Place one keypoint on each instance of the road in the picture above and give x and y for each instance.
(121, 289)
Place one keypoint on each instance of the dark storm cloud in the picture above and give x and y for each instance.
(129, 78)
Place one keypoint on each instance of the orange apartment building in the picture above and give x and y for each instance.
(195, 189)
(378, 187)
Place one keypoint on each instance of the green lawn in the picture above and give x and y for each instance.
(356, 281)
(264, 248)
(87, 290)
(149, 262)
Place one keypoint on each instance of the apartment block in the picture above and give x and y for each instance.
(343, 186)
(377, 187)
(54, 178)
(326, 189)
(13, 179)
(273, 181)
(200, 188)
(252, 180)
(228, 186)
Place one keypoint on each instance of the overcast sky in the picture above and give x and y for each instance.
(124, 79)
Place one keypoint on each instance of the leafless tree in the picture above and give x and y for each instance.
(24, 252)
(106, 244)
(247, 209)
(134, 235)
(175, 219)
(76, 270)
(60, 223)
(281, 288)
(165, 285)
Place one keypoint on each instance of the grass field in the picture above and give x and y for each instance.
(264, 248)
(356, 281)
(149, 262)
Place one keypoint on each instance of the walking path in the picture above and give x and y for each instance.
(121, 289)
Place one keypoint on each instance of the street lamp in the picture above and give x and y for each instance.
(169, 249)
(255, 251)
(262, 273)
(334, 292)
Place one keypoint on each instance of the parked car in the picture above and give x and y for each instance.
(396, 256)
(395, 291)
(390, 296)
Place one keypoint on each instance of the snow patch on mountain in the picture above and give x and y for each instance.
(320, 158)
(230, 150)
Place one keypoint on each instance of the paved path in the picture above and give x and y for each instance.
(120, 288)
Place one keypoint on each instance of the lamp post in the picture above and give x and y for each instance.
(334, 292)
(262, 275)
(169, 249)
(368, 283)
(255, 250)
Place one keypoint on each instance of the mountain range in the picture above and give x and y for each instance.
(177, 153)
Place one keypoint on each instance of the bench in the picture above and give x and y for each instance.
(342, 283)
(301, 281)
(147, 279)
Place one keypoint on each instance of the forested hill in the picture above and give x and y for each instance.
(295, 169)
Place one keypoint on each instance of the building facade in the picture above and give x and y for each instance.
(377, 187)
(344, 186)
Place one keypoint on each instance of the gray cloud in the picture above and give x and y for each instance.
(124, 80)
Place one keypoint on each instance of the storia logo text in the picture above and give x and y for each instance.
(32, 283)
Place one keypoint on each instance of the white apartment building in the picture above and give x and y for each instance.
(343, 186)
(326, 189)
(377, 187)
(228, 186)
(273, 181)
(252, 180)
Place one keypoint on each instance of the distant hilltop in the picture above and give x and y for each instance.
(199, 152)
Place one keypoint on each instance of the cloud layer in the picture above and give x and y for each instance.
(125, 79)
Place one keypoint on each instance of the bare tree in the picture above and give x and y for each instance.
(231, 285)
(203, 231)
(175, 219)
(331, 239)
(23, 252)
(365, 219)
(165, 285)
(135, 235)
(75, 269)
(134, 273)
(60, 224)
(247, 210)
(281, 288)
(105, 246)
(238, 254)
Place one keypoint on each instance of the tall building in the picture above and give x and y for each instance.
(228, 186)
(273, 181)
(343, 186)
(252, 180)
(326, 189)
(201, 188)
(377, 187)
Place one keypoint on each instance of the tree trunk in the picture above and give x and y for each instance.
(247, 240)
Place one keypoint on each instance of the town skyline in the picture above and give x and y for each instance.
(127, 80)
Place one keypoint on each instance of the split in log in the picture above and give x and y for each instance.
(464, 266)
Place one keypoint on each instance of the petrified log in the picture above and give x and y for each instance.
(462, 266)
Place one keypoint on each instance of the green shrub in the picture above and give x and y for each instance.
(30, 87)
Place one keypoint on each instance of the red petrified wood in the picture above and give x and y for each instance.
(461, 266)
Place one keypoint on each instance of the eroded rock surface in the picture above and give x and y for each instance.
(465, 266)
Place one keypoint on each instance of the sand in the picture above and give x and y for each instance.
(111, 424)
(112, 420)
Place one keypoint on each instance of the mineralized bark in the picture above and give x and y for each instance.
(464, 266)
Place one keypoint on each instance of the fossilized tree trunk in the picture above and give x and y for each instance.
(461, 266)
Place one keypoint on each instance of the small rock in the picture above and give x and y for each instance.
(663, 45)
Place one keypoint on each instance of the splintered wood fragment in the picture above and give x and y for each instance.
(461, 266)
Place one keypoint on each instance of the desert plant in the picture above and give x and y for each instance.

------------

_ABOUT THIS EXERCISE_: Every entry should be retyped exactly as shown.

_ANSWER TO THIS EXERCISE_:
Place one keypoint on each instance of the road in the picture above and give x and y for each instance.
(121, 289)
Place one keypoint on each instance of the dark storm cloud in the picture above and give x and y for each instance.
(129, 78)
Place one keypoint on each instance of the orange apartment building in the picture above and give x and y for each instance.
(195, 189)
(378, 187)
Place one keypoint on each instance of the green lawn in the picture above and give x and y for each instance.
(356, 281)
(264, 248)
(87, 290)
(149, 262)
Place one keypoint on each instance of the apartment block in the picture above and give x and y for each instance.
(343, 186)
(377, 187)
(54, 178)
(326, 189)
(13, 179)
(273, 181)
(200, 188)
(252, 180)
(228, 186)
Place one keypoint on each instance of the overcast sky in the picture above and give x and y for each instance.
(124, 79)
Place one keypoint on each instance of the leafless tree in the picture above and give x and y for each instance.
(24, 252)
(106, 244)
(247, 209)
(134, 235)
(175, 219)
(76, 270)
(60, 223)
(281, 288)
(165, 285)
Place one keypoint on each instance of the grass field in the picture above and give x and y for each instance.
(264, 248)
(356, 281)
(149, 262)
Place one keypoint on each instance of the walking path in the picture above and give x and y for each instance.
(121, 289)
Place one keypoint on each instance of the street lamp in the picture above and give x and y for each instance.
(169, 249)
(255, 251)
(262, 273)
(334, 292)
Place one keypoint on each instance of the parked car in the picture above and give x and y for each instance.
(396, 256)
(395, 291)
(390, 296)
Place one keypoint on each instance of the snow patch on mountain in the picture above and give x and y for each instance.
(320, 158)
(230, 150)
Place one keypoint on each instance of the paved path in the picture above and give x and y for each instance.
(120, 288)
Place one keypoint on each instance of the lamp post in the picture above and give x and y for each instance.
(334, 292)
(262, 275)
(169, 249)
(368, 283)
(255, 250)
Place one keypoint on each instance of the mountain range in the picture above and give x and y for each instance.
(177, 153)
Place one keypoint on each instance of the bench in the picture above and give x and y for each instance.
(342, 283)
(301, 281)
(147, 279)
Place one keypoint on each instance of the forested hill in the picture above and give x and y for each instance.
(295, 169)
Place one keypoint on each instance of the building facade in the picture above and give x and y for each instance.
(377, 187)
(344, 186)
Place one keypoint on each instance of the gray cloud in the picture above and give x and y for each instance.
(124, 80)
Place one keypoint on each instance of the storia logo text in the picture above and give x and y for each instance.
(32, 283)
Place one keypoint on each instance of the white apartment building in the picture above and give x and y for each instance.
(343, 186)
(326, 189)
(377, 187)
(228, 186)
(273, 181)
(252, 180)
Place one keypoint on each instance of the distant hilltop in the picture above and give x and y for each instance.
(199, 152)
Place one keypoint on each instance of the cloud layer in the picture above and give x and y for each instance.
(125, 79)
Place one keypoint on each instance of the bare tree in the picture above and give x and y for each instance.
(231, 285)
(203, 231)
(175, 219)
(331, 239)
(23, 252)
(365, 219)
(165, 285)
(135, 235)
(75, 269)
(134, 273)
(60, 224)
(247, 210)
(281, 288)
(105, 246)
(238, 254)
Place one keypoint on each instance of the tall building in the picture above and give x and y for each instance.
(228, 186)
(273, 181)
(343, 186)
(252, 180)
(326, 189)
(201, 188)
(377, 187)
Place one keypoint on each instance of the tree trunk in the picture above and give x and y for each instance.
(247, 240)
Place one keypoint on each instance of the town skyline in the picture above and give x and y for each instance.
(127, 80)
Place one keypoint on each instance of the split in log in the picture above and give x and y for each instance.
(464, 266)
Place one keypoint on each instance of the petrified log in the picture above and give x and y for each instance.
(462, 266)
Place one keypoint on each instance of the green shrub in the picture above and give x and y for each instance.
(30, 87)
Place one keypoint on each instance of the red petrified wood in the picture above and give x and y for each instance.
(461, 266)
Place one keypoint on each instance of the eroded rock surface in the picture above and give x and y for each instance.
(465, 266)
Place one keypoint on each instance of the sand in the picture above and give x and y for each instance.
(111, 424)
(112, 420)
Place one keypoint on each instance of the mineralized bark in the picture above and give x and y for each instance.
(464, 266)
Place one keypoint on each instance of the fossilized tree trunk in the picture above and give x and y for each instance.
(461, 266)
Place one keypoint on each instance of the small rock in the picture above and give x and y for each instance.
(663, 45)
Place one keypoint on each instance of the splintered wood fragment in the picture above and give x and y for each instance.
(461, 266)
Place one keypoint on each instance of the desert plant in the picture above and give x and y for each instance.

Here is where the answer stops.